- [Instructions for the task]:
Give the records back exactly as written, but without the images.

- [Entries supplied]:
========

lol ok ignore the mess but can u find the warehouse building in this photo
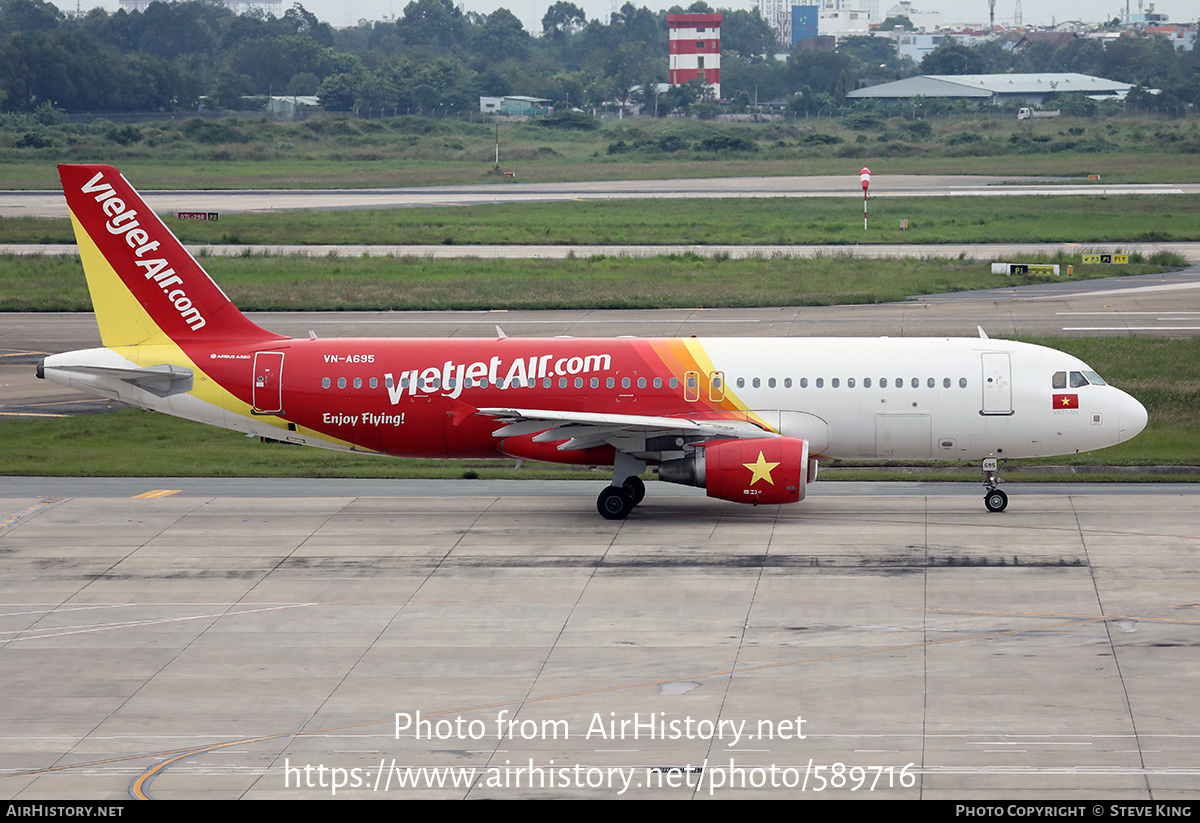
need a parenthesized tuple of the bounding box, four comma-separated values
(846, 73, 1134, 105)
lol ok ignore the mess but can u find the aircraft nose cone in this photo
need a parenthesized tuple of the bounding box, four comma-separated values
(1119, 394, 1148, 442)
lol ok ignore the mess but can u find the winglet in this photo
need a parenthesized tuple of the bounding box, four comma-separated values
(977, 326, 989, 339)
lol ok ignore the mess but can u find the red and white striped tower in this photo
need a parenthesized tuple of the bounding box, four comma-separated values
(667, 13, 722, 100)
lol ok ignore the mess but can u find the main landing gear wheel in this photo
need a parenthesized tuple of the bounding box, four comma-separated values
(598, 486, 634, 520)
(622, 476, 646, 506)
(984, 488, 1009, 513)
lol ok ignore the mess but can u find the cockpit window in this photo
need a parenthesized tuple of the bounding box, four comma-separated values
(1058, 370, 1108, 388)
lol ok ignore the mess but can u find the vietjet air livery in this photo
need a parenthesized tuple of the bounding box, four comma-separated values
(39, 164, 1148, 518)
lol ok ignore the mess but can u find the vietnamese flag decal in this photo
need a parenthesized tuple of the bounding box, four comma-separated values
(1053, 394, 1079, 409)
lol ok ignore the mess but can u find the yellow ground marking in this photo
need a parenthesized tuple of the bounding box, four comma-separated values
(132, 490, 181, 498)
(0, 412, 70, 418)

========

- [Answer section]:
lol ok ignore the mess but can u find the warehouse building in this photo
need a parenthesized tuple of the bounding box, four comma-separated values
(846, 73, 1134, 105)
lol ok ignore the mess but can u find the aircraft nose cone in this photo
need a parenthesized tuple of the bounding box, four comma-separated values
(1119, 394, 1148, 442)
lol ok ignore the mess but can u find the winglet in this photo
need a parenthesized tuple of the bounding box, four comma-separated values
(977, 326, 989, 339)
lol ok ignore the mess but can u find the red and white striped tower in this photo
need a parenthesized tuple of the bounding box, four comma-separated values
(667, 13, 722, 100)
lol ok ignore the mess but can u find the main landing gear wheel in this photo
need a parenthesized tuple of the bounding box, four comma-separated values
(598, 486, 634, 520)
(622, 476, 646, 506)
(984, 488, 1009, 513)
lol ok ignore the mess but can u find the cockpit window in this photo
need a parenthesized tuple of the bounding box, four comma-separated values
(1058, 370, 1108, 388)
lol ok ignore the mess but can u find the vietjet air livery in this photo
need a parenthesized tuple of the bounding box, four comma-separated values
(39, 164, 1148, 518)
lol ok ignore the mess but can u find the vietnamese flag decal in this photo
need a parenthesized tuple of the bounding box, four comma-separated values
(1053, 394, 1079, 409)
lol ok ignore the mess but can u find the yellow ground marking in this photo
need a parenthesized tuple of the bounding box, four comma-separated values
(132, 490, 181, 498)
(0, 412, 70, 418)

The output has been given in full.